Express every line of the items below as a JSON list of strings, one string per line, with blank lines skipped and the pictures left out.

━━━━━━

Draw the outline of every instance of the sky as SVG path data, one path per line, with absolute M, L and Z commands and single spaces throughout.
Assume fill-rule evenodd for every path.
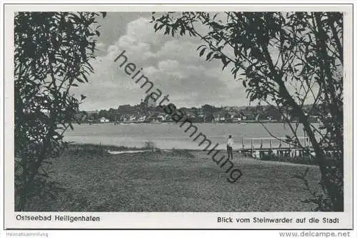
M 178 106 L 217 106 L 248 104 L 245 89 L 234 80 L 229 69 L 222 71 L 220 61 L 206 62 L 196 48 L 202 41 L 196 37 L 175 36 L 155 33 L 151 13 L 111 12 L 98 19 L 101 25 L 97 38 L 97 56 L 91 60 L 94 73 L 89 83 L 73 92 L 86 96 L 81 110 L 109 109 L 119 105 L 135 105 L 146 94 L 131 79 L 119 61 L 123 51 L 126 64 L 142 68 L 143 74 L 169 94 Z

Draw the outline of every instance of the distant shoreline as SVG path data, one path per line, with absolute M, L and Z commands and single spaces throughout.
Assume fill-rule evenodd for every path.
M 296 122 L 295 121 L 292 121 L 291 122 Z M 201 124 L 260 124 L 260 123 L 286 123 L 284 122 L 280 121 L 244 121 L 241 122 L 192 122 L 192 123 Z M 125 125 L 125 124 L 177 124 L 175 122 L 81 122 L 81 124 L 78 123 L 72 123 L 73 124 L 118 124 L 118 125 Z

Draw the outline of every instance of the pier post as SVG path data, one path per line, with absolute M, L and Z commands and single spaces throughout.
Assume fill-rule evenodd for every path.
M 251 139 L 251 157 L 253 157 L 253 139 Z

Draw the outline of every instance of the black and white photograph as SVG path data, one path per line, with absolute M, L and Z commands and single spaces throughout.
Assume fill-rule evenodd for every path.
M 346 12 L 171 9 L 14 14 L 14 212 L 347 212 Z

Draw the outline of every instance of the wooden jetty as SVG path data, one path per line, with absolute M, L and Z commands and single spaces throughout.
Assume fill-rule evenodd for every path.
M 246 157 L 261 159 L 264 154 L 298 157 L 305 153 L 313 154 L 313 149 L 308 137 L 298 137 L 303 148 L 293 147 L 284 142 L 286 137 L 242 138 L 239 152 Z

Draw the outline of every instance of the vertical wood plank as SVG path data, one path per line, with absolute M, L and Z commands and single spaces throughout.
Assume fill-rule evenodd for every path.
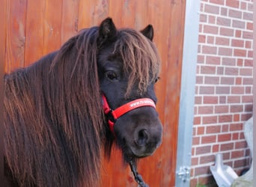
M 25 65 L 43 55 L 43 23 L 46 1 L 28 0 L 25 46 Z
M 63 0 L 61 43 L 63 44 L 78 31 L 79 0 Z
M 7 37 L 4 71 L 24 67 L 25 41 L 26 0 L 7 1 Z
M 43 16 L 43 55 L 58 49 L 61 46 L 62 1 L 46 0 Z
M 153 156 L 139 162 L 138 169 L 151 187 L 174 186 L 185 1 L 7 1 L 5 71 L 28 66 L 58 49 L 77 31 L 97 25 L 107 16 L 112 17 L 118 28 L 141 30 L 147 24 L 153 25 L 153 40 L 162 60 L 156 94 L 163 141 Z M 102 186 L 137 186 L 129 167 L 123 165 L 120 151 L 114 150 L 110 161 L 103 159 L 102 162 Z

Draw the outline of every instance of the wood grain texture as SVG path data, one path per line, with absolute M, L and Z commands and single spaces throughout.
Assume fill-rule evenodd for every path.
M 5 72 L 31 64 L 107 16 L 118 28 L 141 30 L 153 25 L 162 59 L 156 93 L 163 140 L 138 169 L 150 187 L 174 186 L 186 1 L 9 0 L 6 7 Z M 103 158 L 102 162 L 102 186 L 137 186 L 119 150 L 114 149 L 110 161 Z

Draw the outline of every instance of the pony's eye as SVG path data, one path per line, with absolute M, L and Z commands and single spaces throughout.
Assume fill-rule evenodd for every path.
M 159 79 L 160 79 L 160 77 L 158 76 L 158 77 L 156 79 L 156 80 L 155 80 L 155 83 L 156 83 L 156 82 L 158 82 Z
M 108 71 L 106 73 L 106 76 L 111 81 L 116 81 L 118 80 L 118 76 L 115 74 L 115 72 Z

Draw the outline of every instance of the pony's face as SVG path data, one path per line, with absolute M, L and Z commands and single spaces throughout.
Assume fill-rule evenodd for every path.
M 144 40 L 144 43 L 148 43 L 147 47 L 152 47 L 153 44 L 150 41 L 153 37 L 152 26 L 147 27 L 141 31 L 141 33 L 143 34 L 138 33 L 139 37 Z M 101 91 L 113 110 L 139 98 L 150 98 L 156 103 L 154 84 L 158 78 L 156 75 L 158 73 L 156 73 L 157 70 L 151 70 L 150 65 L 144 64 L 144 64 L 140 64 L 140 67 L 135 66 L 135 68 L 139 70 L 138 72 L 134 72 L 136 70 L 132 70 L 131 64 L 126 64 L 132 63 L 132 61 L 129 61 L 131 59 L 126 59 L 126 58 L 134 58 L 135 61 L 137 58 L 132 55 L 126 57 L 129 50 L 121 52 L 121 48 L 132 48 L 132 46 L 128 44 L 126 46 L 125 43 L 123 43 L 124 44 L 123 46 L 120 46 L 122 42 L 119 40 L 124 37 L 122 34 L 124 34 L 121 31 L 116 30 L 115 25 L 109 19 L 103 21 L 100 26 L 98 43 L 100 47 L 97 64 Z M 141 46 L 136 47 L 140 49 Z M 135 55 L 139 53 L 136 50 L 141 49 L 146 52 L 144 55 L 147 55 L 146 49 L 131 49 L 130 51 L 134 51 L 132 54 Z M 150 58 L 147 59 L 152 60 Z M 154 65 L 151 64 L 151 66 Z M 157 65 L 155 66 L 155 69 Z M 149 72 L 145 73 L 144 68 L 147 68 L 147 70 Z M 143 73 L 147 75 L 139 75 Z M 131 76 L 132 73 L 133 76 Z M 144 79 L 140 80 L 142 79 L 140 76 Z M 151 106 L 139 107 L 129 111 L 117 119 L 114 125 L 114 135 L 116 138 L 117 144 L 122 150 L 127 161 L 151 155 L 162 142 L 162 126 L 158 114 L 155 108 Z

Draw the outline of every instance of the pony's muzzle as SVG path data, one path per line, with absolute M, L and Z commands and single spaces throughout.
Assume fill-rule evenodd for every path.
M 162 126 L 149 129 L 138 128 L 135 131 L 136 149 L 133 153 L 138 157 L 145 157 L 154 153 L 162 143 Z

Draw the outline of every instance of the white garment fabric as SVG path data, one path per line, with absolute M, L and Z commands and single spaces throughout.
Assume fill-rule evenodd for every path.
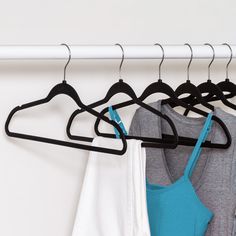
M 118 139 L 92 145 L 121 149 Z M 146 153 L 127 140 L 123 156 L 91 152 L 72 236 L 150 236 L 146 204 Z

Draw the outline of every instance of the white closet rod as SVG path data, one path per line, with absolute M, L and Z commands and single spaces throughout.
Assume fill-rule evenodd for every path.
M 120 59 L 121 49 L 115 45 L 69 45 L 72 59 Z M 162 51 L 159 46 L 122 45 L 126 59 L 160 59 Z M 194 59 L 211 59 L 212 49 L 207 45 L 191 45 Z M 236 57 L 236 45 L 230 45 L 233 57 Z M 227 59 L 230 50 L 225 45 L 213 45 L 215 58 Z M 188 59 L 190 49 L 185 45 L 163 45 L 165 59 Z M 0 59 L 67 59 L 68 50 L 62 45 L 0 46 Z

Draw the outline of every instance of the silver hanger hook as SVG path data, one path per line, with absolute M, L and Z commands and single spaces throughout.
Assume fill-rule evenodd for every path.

━━━━━━

▸ **The answer**
[
  "Draw the outline of every instance of the sky as SVG path data, one path per line, with absolute M, L and Z commands and single spaces throughout.",
  "Assume fill-rule evenodd for every path.",
  "M 178 106 L 217 106 L 248 104 L 245 89 L 234 80 L 229 69 L 222 71 L 220 61 L 206 62 L 196 48 L 202 41 L 196 37 L 175 36 L 155 33 L 151 13 L 111 12 L 98 19 L 101 25 L 97 38 L 97 56 L 91 60 L 94 73 L 89 83 L 73 92 L 86 96 L 81 110 L 109 109 L 119 105 L 135 105 L 146 94 L 131 79 L 119 61 L 123 51 L 126 64 L 142 68 L 143 74 L 169 94 Z",
  "Draw the outline of every instance of the distant shoreline as SVG path data, one path per line, with absolute M, L and Z commands and single spaces throughout.",
  "Assume fill-rule evenodd for every path.",
  "M 296 122 L 295 121 L 292 121 L 291 122 Z M 201 124 L 260 124 L 260 123 L 286 123 L 284 122 L 280 121 L 244 121 L 241 122 L 192 122 L 192 123 Z M 125 125 L 125 124 L 177 124 L 175 122 L 81 122 L 81 124 L 78 123 L 72 123 L 73 124 L 118 124 L 118 125 Z",
  "Draw the outline of every instance of the pier post as SVG path data, one path per line, with absolute M, L and Z commands and single spaces throughout.",
  "Assume fill-rule evenodd for every path.",
  "M 251 139 L 251 157 L 253 157 L 253 139 Z",
  "Draw the outline of every instance of the black and white photograph as SVG path data, one path per line, with absolute M, L and Z commands and single spaces throughout.",
  "Assume fill-rule evenodd for every path.",
  "M 346 12 L 171 9 L 14 14 L 14 212 L 347 212 Z",
  "Draw the outline of every instance of the wooden jetty as SVG path data, one path per line, with absolute M, L and Z commands and single spaces throughout.",
  "Assume fill-rule evenodd for every path.",
  "M 246 157 L 261 159 L 264 154 L 298 157 L 305 153 L 313 154 L 313 149 L 308 137 L 298 137 L 303 148 L 293 147 L 284 142 L 286 137 L 242 138 L 239 152 Z",
  "Draw the outline of every instance of the vertical wood plank as SVG path data, one path per line, with absolute M, L and Z commands and single spaces throughout.",
  "Assume fill-rule evenodd for every path.",
  "M 25 65 L 43 55 L 43 23 L 46 1 L 28 0 L 25 46 Z",
  "M 63 0 L 61 43 L 63 44 L 78 31 L 79 0 Z",
  "M 7 37 L 4 71 L 24 67 L 25 41 L 26 0 L 7 1 Z",
  "M 43 16 L 43 55 L 58 49 L 61 46 L 62 1 L 46 0 Z",
  "M 153 156 L 139 162 L 138 169 L 151 187 L 174 186 L 185 1 L 7 1 L 5 71 L 28 66 L 58 49 L 77 31 L 97 25 L 107 16 L 112 17 L 118 28 L 141 30 L 147 24 L 153 25 L 153 40 L 162 60 L 156 94 L 163 141 Z M 102 186 L 137 186 L 129 167 L 123 165 L 120 151 L 114 150 L 110 161 L 103 159 L 102 162 Z",
  "Draw the outline of every instance of the wood grain texture as SVG path data, one path per line, with absolute M, L and Z commands and single spaces throughout.",
  "Assume fill-rule evenodd for every path.",
  "M 5 72 L 31 64 L 107 16 L 118 28 L 141 30 L 153 25 L 162 59 L 156 93 L 163 140 L 138 169 L 150 187 L 174 186 L 186 1 L 9 0 L 6 7 Z M 103 158 L 102 162 L 102 186 L 137 186 L 119 150 L 114 149 L 110 161 Z",
  "Draw the outline of every instance of the pony's eye as SVG path data, one path per line, with absolute M, L and Z commands and single spaces throughout.",
  "Assume fill-rule evenodd for every path.",
  "M 159 79 L 160 79 L 160 77 L 158 76 L 158 77 L 156 79 L 156 80 L 155 80 L 155 83 L 156 83 L 156 82 L 158 82 Z",
  "M 108 71 L 106 73 L 106 76 L 111 81 L 116 81 L 118 80 L 118 76 L 115 74 L 115 72 Z",
  "Draw the outline of every instance of the pony's face as SVG path data, one path per line, with absolute M, L and Z commands and single spaces throughout.",
  "Assume fill-rule evenodd for every path.",
  "M 144 40 L 144 43 L 148 43 L 147 47 L 152 47 L 153 44 L 150 41 L 153 37 L 152 26 L 147 27 L 141 31 L 141 33 L 143 34 L 138 33 L 139 37 Z M 101 91 L 113 110 L 139 98 L 150 98 L 156 103 L 154 84 L 158 78 L 156 75 L 158 73 L 156 73 L 157 70 L 151 70 L 150 65 L 144 64 L 144 64 L 140 64 L 140 67 L 135 66 L 135 68 L 139 70 L 138 72 L 134 72 L 136 70 L 132 70 L 131 64 L 126 64 L 132 63 L 132 61 L 129 61 L 131 59 L 126 59 L 126 58 L 134 58 L 135 61 L 137 58 L 132 55 L 126 57 L 129 50 L 121 52 L 121 48 L 132 48 L 132 46 L 128 44 L 126 46 L 125 43 L 123 43 L 124 44 L 123 46 L 120 46 L 122 42 L 119 40 L 124 37 L 122 34 L 124 34 L 121 31 L 116 30 L 115 25 L 109 19 L 103 21 L 100 26 L 98 43 L 100 47 L 97 64 Z M 141 46 L 136 47 L 140 49 Z M 135 55 L 139 53 L 136 50 L 141 49 L 146 52 L 144 55 L 147 55 L 146 49 L 131 49 L 130 51 L 134 51 L 132 54 Z M 150 58 L 147 59 L 152 60 Z M 154 65 L 151 64 L 151 66 Z M 157 65 L 155 66 L 155 69 Z M 149 72 L 145 73 L 144 68 L 147 68 L 147 70 Z M 143 73 L 147 75 L 139 75 Z M 131 76 L 132 73 L 133 76 Z M 144 79 L 140 80 L 142 79 L 140 76 Z M 151 106 L 139 107 L 129 111 L 117 119 L 114 125 L 114 135 L 116 138 L 117 144 L 122 150 L 127 161 L 151 155 L 162 142 L 162 126 L 158 114 L 155 108 Z",
  "Draw the outline of every instance of the pony's muzzle as SVG path data, one path per line, with absolute M, L and Z commands and single spaces throughout.",
  "Assume fill-rule evenodd for every path.",
  "M 162 126 L 149 129 L 138 128 L 135 131 L 136 149 L 133 153 L 138 157 L 145 157 L 154 153 L 162 143 Z",
  "Draw the outline of every instance of the white garment fabric as SVG path data, one path per line, with absolute M, L and Z commands and single spaces throughout.",
  "Assume fill-rule evenodd for every path.",
  "M 118 139 L 92 145 L 121 149 Z M 146 153 L 127 140 L 123 156 L 91 152 L 72 236 L 150 236 L 146 204 Z",
  "Draw the outline of every instance of the white closet rod as SVG path data, one path per line, with absolute M, L and Z commands and single spaces throughout.",
  "Assume fill-rule evenodd for every path.",
  "M 120 59 L 121 49 L 115 45 L 69 45 L 72 59 Z M 162 51 L 159 46 L 122 45 L 126 59 L 160 59 Z M 194 59 L 211 59 L 212 49 L 207 45 L 191 45 Z M 236 57 L 236 45 L 230 45 L 233 57 Z M 227 59 L 230 50 L 225 45 L 213 45 L 215 58 Z M 188 59 L 190 49 L 185 45 L 163 45 L 165 59 Z M 0 59 L 67 59 L 68 50 L 62 45 L 0 46 Z",
  "Draw the outline of every instance of the silver hanger hook as SVG path data, one path per line, with absolute M, L and Z commands and single spaces throughout.",
  "Assume fill-rule evenodd for every path."
]